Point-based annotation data
## Start
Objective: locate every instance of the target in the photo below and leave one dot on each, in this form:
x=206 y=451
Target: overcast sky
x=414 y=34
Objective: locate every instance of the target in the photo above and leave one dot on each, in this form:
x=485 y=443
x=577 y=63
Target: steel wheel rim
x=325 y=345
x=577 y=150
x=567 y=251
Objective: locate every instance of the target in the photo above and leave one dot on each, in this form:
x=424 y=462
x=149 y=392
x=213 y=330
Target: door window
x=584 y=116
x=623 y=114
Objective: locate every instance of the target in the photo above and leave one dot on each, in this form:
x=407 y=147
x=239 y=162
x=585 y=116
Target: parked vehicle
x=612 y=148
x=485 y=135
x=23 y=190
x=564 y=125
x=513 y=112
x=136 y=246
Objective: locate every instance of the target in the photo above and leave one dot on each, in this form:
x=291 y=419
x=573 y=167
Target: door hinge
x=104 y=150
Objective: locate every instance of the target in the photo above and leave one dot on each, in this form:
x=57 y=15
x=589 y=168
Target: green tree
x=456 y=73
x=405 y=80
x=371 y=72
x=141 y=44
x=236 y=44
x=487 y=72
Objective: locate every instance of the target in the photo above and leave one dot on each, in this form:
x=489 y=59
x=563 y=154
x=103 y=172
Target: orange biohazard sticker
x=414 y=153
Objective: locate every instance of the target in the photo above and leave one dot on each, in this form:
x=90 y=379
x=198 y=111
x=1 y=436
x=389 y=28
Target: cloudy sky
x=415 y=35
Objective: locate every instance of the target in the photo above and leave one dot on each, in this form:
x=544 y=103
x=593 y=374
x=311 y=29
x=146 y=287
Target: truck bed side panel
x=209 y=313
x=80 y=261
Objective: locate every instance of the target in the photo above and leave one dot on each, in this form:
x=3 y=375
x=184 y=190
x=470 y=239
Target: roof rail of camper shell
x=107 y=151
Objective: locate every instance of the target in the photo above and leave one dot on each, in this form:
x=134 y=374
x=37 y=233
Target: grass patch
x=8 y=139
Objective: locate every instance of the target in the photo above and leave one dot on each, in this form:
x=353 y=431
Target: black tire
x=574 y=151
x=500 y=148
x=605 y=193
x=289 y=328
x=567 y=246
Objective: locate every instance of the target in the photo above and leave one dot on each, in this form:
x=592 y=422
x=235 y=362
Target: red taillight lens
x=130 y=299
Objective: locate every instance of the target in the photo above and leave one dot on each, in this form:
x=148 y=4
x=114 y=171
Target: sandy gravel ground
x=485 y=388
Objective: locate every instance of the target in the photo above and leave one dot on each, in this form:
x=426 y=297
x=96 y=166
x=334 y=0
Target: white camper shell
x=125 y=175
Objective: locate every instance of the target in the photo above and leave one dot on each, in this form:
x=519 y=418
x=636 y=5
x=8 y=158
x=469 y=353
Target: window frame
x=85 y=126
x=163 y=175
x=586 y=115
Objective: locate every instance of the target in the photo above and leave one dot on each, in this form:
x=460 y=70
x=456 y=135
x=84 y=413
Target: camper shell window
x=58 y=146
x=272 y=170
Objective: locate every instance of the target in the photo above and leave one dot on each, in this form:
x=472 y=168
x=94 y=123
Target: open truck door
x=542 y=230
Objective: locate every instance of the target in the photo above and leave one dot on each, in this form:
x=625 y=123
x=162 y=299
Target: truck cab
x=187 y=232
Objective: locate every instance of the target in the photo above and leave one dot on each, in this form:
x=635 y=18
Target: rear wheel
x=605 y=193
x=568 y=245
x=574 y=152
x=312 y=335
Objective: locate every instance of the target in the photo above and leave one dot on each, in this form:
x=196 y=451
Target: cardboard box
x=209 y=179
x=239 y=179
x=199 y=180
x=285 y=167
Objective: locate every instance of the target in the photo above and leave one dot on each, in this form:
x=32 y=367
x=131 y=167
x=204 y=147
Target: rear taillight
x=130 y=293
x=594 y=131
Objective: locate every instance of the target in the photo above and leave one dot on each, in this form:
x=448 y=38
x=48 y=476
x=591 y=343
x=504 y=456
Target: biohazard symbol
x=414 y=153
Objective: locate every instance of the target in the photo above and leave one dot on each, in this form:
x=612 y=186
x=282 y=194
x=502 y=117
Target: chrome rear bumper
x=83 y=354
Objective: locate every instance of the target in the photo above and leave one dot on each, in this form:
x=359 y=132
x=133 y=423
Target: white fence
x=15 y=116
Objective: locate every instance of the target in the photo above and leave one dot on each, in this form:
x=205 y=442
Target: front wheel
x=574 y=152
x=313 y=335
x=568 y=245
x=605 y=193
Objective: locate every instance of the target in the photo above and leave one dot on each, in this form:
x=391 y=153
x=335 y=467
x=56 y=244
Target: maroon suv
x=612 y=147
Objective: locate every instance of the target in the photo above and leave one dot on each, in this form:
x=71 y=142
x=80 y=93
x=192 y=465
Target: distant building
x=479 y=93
## End
▸ **TASK BRIEF**: Reproduce every one of the entries above verbatim, line for line, with no alteration.

▸ **WRITTEN RESPONSE**:
Objective: locate every instance of the target in the photo below and leave one dot on each, in this form:
x=206 y=451
Target: overcast sky
x=414 y=34
Objective: locate every instance of the target in the photo above and leave one dot on each, in this form:
x=485 y=443
x=577 y=63
Target: steel wheel rim
x=325 y=345
x=577 y=150
x=567 y=251
Objective: locate every instance of the target in the photo above and leave one dot on each, in this form:
x=424 y=462
x=149 y=392
x=213 y=330
Target: door window
x=584 y=116
x=623 y=114
Objective: locate every instance of the target in the photo above and leave one dot on each, in this form:
x=407 y=147
x=239 y=162
x=585 y=116
Target: parked vehicle
x=612 y=148
x=485 y=135
x=23 y=190
x=564 y=125
x=513 y=112
x=136 y=246
Objective: locate every instance of the target in the photo above and leave one dot on each, in this form:
x=291 y=419
x=573 y=167
Target: door hinge
x=104 y=150
Objective: locate every instance of the target in the photo above and leave one dot on each, in this form:
x=57 y=15
x=589 y=168
Target: green tree
x=456 y=73
x=405 y=80
x=371 y=72
x=141 y=44
x=236 y=44
x=487 y=72
Objective: locate every instance of the target in the photo above and leave one dot on each, in this form:
x=489 y=59
x=563 y=154
x=103 y=172
Target: orange biohazard sticker
x=414 y=153
Objective: locate every instance of the target in the photo above and leave one dot on each, in this form:
x=90 y=379
x=198 y=111
x=1 y=436
x=389 y=28
Target: cloudy sky
x=415 y=35
Objective: locate every instance of the target in the photo above and leave one dot on each, in this form:
x=544 y=103
x=593 y=374
x=311 y=29
x=146 y=287
Target: truck bed side panel
x=209 y=313
x=80 y=261
Objective: locate every instance of the target in the photo above and leave one dot on each, in this form:
x=3 y=375
x=184 y=190
x=470 y=239
Target: roof rail of camper shell
x=107 y=151
Objective: locate every instance of the target in the photo above and leave one dot on each, in this form:
x=134 y=374
x=37 y=233
Target: grass patch
x=8 y=139
Objective: locate every instance of the target in the photo above and leave one dot on each, in this form:
x=353 y=431
Target: black tire
x=574 y=151
x=500 y=148
x=605 y=193
x=289 y=328
x=567 y=246
Objective: locate every instance of the target in the photo above and leave one dot on each, in this form:
x=592 y=422
x=235 y=362
Target: red taillight lens
x=130 y=299
Objective: locate every instance of the target in the photo above and leave one dot on each, in this form:
x=148 y=4
x=114 y=171
Target: sandy gravel ground
x=485 y=388
Objective: locate every instance of the target in the photo above and leave one dot on each, in this form:
x=426 y=297
x=96 y=166
x=334 y=0
Target: white camper shell
x=125 y=175
Objective: locate every instance of the target in the photo above and leave one dot on each, in this form:
x=519 y=418
x=636 y=5
x=8 y=158
x=469 y=353
Target: window frame
x=85 y=126
x=163 y=175
x=586 y=115
Objective: locate every instance of the target in the photo above and leave one dot on each, in this form:
x=460 y=70
x=456 y=135
x=84 y=413
Target: camper shell window
x=58 y=146
x=272 y=170
Objective: locate every instance of the target in the photo above and leave one dot on each, in this form:
x=472 y=168
x=94 y=123
Target: open truck door
x=542 y=230
Objective: locate every instance of the target in the photo above and leave one dot on each, in this form:
x=625 y=123
x=162 y=299
Target: truck cab
x=187 y=232
Objective: locate every instance of the target in the photo above and leave one dot on each, in this form:
x=635 y=18
Target: rear wheel
x=605 y=193
x=568 y=245
x=574 y=152
x=312 y=335
Objective: locate every instance of the target in the photo above and leave one dot on each, in this form:
x=196 y=451
Target: cardboard box
x=209 y=179
x=239 y=179
x=199 y=180
x=285 y=167
Objective: locate every instance of the target in the photo above and leave one dot on each, in this form:
x=32 y=367
x=131 y=167
x=204 y=147
Target: rear taillight
x=130 y=293
x=594 y=131
Objective: locate every instance of the target in the photo above and leave one dot on each, in this form:
x=448 y=38
x=48 y=476
x=591 y=343
x=504 y=456
Target: biohazard symbol
x=414 y=153
Objective: locate every instance of the target in the photo above and leave one dot on each, in this form:
x=612 y=186
x=282 y=194
x=502 y=117
Target: chrome rear bumper
x=83 y=354
Objective: locate every instance of the target in the photo above and leave one dot on each, in this form:
x=359 y=132
x=133 y=423
Target: white fence
x=15 y=116
Objective: locate every instance of the target in the photo above and leave one dot on each, in this form:
x=205 y=442
Target: front wheel
x=574 y=152
x=313 y=335
x=568 y=245
x=605 y=193
Objective: locate every instance of the target in the photo above and leave one dot on each, in this form:
x=391 y=153
x=335 y=467
x=56 y=244
Target: maroon suv
x=612 y=147
Objective: locate every instance of the target in the photo above and leave one dot on each, in this form:
x=71 y=142
x=80 y=93
x=192 y=465
Target: distant building
x=479 y=93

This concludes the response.